### Entries shown ###
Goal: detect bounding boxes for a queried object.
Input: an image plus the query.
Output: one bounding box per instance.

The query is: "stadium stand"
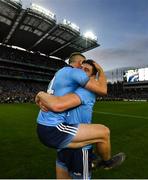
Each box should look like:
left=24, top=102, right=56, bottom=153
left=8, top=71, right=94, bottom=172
left=0, top=0, right=99, bottom=59
left=3, top=1, right=147, bottom=102
left=0, top=0, right=99, bottom=103
left=99, top=81, right=148, bottom=101
left=0, top=44, right=65, bottom=103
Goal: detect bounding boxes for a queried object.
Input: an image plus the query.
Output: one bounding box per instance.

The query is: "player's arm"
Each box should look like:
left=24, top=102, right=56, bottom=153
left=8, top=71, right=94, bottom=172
left=35, top=91, right=81, bottom=112
left=85, top=62, right=107, bottom=95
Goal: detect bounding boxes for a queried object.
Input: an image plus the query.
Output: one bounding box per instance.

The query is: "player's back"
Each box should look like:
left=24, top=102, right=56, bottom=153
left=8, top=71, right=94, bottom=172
left=37, top=66, right=89, bottom=126
left=51, top=67, right=80, bottom=95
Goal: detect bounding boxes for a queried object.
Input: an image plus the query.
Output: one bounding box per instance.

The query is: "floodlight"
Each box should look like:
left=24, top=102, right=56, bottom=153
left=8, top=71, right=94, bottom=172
left=83, top=31, right=97, bottom=41
left=62, top=19, right=80, bottom=32
left=30, top=3, right=56, bottom=20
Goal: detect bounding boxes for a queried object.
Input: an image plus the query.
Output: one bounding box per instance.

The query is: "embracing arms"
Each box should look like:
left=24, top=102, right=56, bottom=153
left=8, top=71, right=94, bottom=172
left=35, top=92, right=81, bottom=112
left=35, top=61, right=107, bottom=112
left=85, top=62, right=107, bottom=95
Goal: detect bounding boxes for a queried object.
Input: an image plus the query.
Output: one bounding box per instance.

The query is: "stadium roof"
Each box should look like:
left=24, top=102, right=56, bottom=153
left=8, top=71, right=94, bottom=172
left=0, top=0, right=99, bottom=59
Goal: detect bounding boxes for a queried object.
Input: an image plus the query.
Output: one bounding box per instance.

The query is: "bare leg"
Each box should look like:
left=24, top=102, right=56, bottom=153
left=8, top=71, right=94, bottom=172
left=56, top=166, right=71, bottom=179
left=67, top=124, right=111, bottom=161
left=96, top=130, right=111, bottom=160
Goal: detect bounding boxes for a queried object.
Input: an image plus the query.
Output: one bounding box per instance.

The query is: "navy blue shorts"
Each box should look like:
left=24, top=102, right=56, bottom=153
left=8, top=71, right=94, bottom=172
left=56, top=147, right=93, bottom=179
left=37, top=123, right=79, bottom=149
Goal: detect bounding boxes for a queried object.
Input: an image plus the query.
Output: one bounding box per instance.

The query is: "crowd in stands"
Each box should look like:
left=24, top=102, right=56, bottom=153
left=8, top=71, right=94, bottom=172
left=0, top=79, right=48, bottom=103
left=0, top=44, right=148, bottom=103
left=99, top=81, right=148, bottom=101
left=1, top=79, right=148, bottom=104
left=0, top=67, right=54, bottom=81
left=0, top=44, right=66, bottom=70
left=0, top=45, right=67, bottom=103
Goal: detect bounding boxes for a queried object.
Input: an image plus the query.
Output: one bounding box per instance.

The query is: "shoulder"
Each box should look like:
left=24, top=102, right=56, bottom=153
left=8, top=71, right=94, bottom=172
left=56, top=67, right=72, bottom=74
left=60, top=66, right=71, bottom=71
left=71, top=68, right=87, bottom=75
left=72, top=68, right=84, bottom=72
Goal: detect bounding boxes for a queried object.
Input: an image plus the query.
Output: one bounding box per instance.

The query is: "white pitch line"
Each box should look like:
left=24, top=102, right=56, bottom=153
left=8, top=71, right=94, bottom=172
left=94, top=111, right=148, bottom=120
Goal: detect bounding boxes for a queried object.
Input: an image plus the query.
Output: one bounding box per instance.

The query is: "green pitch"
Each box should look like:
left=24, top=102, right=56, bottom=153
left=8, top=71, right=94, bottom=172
left=0, top=101, right=148, bottom=179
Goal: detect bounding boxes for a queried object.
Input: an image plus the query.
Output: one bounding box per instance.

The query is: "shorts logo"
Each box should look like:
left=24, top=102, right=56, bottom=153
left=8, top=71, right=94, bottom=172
left=73, top=172, right=82, bottom=176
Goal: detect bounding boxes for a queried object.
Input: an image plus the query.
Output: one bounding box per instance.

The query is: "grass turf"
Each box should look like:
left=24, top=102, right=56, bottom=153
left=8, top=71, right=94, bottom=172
left=0, top=101, right=148, bottom=179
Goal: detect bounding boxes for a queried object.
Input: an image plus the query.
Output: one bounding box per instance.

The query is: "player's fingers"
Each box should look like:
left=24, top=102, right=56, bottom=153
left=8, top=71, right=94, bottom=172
left=40, top=105, right=48, bottom=112
left=93, top=62, right=102, bottom=70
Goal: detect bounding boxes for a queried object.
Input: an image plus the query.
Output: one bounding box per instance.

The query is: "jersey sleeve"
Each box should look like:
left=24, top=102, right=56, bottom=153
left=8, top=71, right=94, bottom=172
left=71, top=68, right=89, bottom=87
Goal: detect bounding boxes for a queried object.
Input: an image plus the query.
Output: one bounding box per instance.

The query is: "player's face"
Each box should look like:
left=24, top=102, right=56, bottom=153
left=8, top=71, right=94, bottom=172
left=82, top=63, right=93, bottom=77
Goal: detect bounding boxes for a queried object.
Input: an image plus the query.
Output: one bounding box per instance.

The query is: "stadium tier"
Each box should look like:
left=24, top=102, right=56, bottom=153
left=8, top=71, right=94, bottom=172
left=0, top=0, right=100, bottom=103
left=0, top=44, right=66, bottom=81
left=0, top=43, right=67, bottom=103
left=0, top=0, right=99, bottom=59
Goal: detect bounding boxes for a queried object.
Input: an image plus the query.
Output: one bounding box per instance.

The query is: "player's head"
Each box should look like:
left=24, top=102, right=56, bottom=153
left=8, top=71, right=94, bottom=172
left=69, top=52, right=86, bottom=68
left=82, top=59, right=98, bottom=77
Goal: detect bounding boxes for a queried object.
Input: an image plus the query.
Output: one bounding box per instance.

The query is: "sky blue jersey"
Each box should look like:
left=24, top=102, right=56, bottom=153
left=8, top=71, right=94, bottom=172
left=37, top=66, right=89, bottom=126
left=66, top=87, right=96, bottom=125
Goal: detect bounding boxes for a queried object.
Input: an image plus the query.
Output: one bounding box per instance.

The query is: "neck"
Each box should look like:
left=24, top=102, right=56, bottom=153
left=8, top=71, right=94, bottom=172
left=90, top=75, right=96, bottom=79
left=70, top=63, right=76, bottom=68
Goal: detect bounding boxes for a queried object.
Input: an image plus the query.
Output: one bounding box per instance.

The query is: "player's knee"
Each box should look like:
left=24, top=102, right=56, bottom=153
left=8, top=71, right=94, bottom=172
left=103, top=126, right=110, bottom=139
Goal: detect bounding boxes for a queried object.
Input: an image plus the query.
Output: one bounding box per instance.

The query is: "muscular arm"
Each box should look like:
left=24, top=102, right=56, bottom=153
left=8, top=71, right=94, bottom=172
left=35, top=91, right=81, bottom=112
left=85, top=63, right=107, bottom=95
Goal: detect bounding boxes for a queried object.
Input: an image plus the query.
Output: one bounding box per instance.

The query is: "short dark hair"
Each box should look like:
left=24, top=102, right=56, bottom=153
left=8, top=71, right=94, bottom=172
left=69, top=52, right=86, bottom=64
left=82, top=59, right=98, bottom=75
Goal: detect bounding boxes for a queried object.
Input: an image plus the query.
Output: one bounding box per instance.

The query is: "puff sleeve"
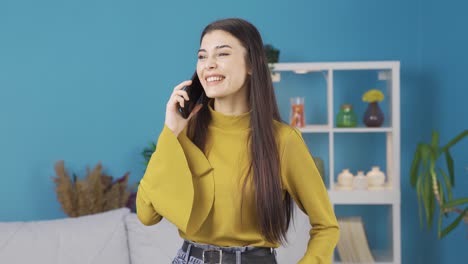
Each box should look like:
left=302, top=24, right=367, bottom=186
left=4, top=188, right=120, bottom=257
left=136, top=125, right=214, bottom=234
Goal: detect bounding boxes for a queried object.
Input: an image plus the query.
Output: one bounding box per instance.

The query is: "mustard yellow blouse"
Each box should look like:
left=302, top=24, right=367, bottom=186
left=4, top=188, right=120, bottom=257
left=136, top=106, right=339, bottom=263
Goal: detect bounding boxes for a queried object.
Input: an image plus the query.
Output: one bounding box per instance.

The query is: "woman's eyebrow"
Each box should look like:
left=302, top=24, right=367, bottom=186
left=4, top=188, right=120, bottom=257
left=198, top=44, right=233, bottom=53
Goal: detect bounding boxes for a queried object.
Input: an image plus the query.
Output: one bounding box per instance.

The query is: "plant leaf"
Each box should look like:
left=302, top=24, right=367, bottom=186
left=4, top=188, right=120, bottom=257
left=414, top=144, right=431, bottom=228
left=439, top=168, right=452, bottom=201
left=410, top=144, right=422, bottom=187
left=438, top=180, right=445, bottom=204
left=443, top=130, right=468, bottom=150
left=437, top=201, right=443, bottom=238
left=431, top=131, right=439, bottom=154
left=416, top=173, right=424, bottom=227
left=445, top=150, right=455, bottom=186
left=441, top=130, right=468, bottom=184
left=439, top=207, right=468, bottom=239
left=419, top=144, right=430, bottom=164
left=428, top=184, right=435, bottom=228
left=423, top=172, right=435, bottom=228
left=441, top=197, right=468, bottom=209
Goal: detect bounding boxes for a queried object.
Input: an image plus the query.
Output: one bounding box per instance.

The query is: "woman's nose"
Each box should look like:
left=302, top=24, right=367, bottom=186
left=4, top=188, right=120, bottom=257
left=205, top=57, right=217, bottom=70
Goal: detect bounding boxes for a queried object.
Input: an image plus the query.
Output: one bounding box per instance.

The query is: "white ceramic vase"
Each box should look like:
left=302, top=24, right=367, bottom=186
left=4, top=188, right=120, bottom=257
left=337, top=169, right=354, bottom=190
left=353, top=171, right=368, bottom=190
left=367, top=166, right=386, bottom=190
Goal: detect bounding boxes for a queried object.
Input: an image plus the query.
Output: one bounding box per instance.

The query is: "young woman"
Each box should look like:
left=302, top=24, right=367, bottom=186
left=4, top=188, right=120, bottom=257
left=136, top=18, right=339, bottom=264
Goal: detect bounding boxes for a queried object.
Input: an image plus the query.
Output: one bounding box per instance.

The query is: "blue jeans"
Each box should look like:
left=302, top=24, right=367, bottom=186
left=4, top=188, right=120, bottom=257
left=172, top=248, right=204, bottom=264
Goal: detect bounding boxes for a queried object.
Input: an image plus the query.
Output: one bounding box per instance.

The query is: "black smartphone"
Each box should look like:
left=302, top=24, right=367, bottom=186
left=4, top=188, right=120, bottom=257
left=177, top=73, right=206, bottom=119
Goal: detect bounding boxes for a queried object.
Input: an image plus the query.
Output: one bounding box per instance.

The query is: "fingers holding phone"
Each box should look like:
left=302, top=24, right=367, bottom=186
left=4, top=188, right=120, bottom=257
left=177, top=73, right=206, bottom=119
left=165, top=80, right=202, bottom=136
left=172, top=86, right=190, bottom=108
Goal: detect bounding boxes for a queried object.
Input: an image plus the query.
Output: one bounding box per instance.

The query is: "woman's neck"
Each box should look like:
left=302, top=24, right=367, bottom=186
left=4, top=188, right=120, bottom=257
left=213, top=96, right=249, bottom=115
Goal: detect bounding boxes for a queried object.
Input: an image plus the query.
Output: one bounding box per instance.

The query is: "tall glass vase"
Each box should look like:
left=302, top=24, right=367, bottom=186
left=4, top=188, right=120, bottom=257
left=363, top=102, right=384, bottom=127
left=290, top=97, right=305, bottom=127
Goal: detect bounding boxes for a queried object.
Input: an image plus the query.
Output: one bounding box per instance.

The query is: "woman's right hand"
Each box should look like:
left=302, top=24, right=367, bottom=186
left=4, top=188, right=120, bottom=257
left=165, top=80, right=203, bottom=137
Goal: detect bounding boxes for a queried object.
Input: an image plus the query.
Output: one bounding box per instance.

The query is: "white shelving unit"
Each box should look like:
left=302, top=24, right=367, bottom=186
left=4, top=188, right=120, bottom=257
left=273, top=61, right=401, bottom=264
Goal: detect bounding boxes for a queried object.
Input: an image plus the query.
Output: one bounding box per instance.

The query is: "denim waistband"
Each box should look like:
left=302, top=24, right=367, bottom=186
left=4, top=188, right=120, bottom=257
left=179, top=240, right=277, bottom=264
left=183, top=240, right=265, bottom=253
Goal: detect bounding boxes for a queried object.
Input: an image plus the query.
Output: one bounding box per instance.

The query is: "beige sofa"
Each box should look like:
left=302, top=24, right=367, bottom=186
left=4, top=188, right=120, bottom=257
left=0, top=207, right=312, bottom=264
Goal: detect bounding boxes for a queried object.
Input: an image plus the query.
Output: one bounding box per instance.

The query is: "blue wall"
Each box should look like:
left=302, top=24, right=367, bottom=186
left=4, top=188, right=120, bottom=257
left=1, top=0, right=465, bottom=263
left=418, top=0, right=468, bottom=263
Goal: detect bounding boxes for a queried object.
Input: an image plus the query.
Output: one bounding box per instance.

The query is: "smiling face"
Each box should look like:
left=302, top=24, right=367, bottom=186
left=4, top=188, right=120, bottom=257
left=196, top=30, right=250, bottom=103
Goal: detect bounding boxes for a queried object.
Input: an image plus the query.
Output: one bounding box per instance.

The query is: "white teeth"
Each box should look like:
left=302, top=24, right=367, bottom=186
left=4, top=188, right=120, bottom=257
left=206, top=76, right=224, bottom=82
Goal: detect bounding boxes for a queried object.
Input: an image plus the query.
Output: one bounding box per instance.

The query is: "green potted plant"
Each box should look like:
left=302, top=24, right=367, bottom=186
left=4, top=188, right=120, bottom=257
left=264, top=44, right=280, bottom=64
left=409, top=129, right=468, bottom=238
left=264, top=44, right=280, bottom=82
left=142, top=141, right=156, bottom=165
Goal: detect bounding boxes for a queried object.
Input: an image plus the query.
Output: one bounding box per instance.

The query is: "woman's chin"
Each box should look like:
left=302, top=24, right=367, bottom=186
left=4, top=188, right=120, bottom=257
left=205, top=92, right=224, bottom=99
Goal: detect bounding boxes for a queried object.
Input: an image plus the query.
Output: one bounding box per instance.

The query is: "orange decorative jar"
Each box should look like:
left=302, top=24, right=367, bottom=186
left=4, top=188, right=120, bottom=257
left=290, top=97, right=305, bottom=127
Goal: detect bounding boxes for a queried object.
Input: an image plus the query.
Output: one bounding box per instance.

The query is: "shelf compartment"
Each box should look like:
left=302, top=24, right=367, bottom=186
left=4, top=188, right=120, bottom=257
left=332, top=133, right=393, bottom=192
left=334, top=205, right=395, bottom=264
left=274, top=70, right=328, bottom=126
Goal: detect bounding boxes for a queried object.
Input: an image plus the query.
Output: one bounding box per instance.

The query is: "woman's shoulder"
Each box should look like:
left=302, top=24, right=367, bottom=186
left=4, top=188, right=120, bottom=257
left=272, top=120, right=302, bottom=143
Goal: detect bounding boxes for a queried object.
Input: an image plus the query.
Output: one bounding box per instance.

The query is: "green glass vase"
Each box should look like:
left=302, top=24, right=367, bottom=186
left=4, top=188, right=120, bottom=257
left=336, top=104, right=358, bottom=127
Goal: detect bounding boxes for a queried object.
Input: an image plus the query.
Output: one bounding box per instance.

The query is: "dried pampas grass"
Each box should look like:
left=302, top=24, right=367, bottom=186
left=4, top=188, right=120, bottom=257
left=52, top=160, right=131, bottom=217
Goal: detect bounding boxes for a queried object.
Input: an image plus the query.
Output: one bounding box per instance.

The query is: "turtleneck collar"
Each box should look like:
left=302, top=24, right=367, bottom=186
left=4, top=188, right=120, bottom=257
left=208, top=102, right=251, bottom=130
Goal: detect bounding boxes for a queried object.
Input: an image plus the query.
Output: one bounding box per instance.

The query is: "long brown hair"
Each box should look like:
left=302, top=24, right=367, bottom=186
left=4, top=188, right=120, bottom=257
left=187, top=18, right=292, bottom=244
###
◆ Task: Copy out each line of the data that has the word "vase" in it.

◆ Task response:
The query is: "white ceramic vase"
The query is: "tall glass vase"
The query is: "green glass vase"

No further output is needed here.